▶ _Polecenia do wykonania_:
a - Proszę przepisać z podanego tekstu fragment od „W relacjach pochodzących” aż do „spadała gwiazda.” włącznie.
b - Co według relacji z plemienia Mandjindja ludzie z nieba wkładali do wnętrza Aborygena, zgodnie z podanym tekstem?

▶ _Podany tekst_:
W relacjach pochodzących z plemienia Mandjindja z Zachodniej Australii typowym
przypadkiem było przybycie dwóch ludzi z nieba, którzy „zabijali” Aborygena, otwierali go
rozcinając od szyi do pachwiny, wyjmowali wszystko ze środka i wkładali „mabian” będący
kryształem kwarcu. Następnie przywracali mu życie i zostawiali tam, skąd go zabrali.
Opis identycznej operacji pochodzi z plemienia Die w pobliżu jeziora Eyre. Tamtejszy pacjent
miał otwierany brzuch zaś rana była zasklepiania bez pozostawienia jakiejkolwiek blizny.
(Niebiańska) istota śpiewała, co sprawiło, że człowiek wstawał i w tym samym czasie z nieba
spadała gwiazda.
Dr Elkin twierdzi, że czarownik-szaman „jest więc związany ze światem nieba i może
przemieszczać się poprzez przestrzeń w górę do nieba i poza nie. Na niektórych terenach Nowej
Południowej Walii stary czarownik-szaman wybierał młodego chłopca, prowadził go nocą na
plemienny teren grzebalny, wiązał go i zostawał tam oczekującego na ludzi z nieba”. Jeden z tych
młodych ludzi powiedział dr Elkinowi, że w czasie operacji obok niego spadła wielka gwiazda, z
której wyszła postać podobna do iguany i „biegała po nim”.

▶ _Dostarczone pozycje_:
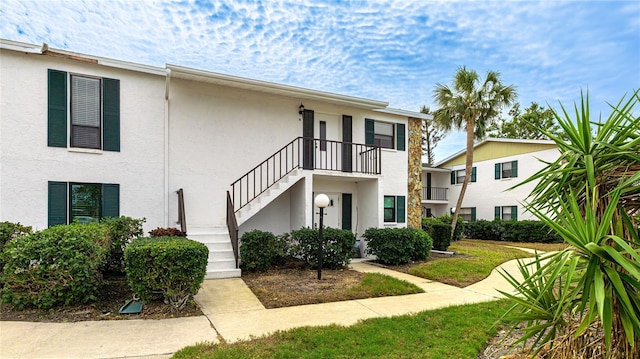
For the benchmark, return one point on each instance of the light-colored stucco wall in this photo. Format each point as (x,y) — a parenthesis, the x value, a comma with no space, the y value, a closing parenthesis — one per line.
(487,192)
(27,163)
(219,133)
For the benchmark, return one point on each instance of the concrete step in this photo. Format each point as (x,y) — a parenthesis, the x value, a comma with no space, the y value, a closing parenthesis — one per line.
(223,273)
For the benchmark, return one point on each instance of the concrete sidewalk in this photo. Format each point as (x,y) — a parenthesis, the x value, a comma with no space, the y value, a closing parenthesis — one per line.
(232,313)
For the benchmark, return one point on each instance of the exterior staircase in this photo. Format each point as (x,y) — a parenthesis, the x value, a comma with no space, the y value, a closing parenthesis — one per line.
(268,196)
(222,263)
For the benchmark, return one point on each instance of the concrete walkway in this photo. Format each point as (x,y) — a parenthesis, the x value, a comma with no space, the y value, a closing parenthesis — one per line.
(231,313)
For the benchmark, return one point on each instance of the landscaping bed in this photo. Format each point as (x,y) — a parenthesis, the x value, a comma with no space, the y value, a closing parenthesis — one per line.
(294,284)
(112,296)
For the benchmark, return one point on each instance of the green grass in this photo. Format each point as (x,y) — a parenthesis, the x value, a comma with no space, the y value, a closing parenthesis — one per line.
(381,285)
(476,261)
(453,332)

▶ _Rozwiązania po kolei_:
a -
W relacjach pochodzących z plemienia Mandjindja z Zachodniej Australii typowym
przypadkiem było przybycie dwóch ludzi z nieba, którzy „zabijali” Aborygena, otwierali go
rozcinając od szyi do pachwiny, wyjmowali wszystko ze środka i wkładali „mabian” będący
kryształem kwarcu. Następnie przywracali mu życie i zostawiali tam, skąd go zabrali.
Opis identycznej operacji pochodzi z plemienia Die w pobliżu jeziora Eyre. Tamtejszy pacjent
miał otwierany brzuch zaś rana była zasklepiania bez pozostawienia jakiejkolwiek blizny.
(Niebiańska) istota śpiewała, co sprawiło, że człowiek wstawał i w tym samym czasie z nieba
spadała gwiazda.

b - „Mabian”, czyli kryształ kwarcu.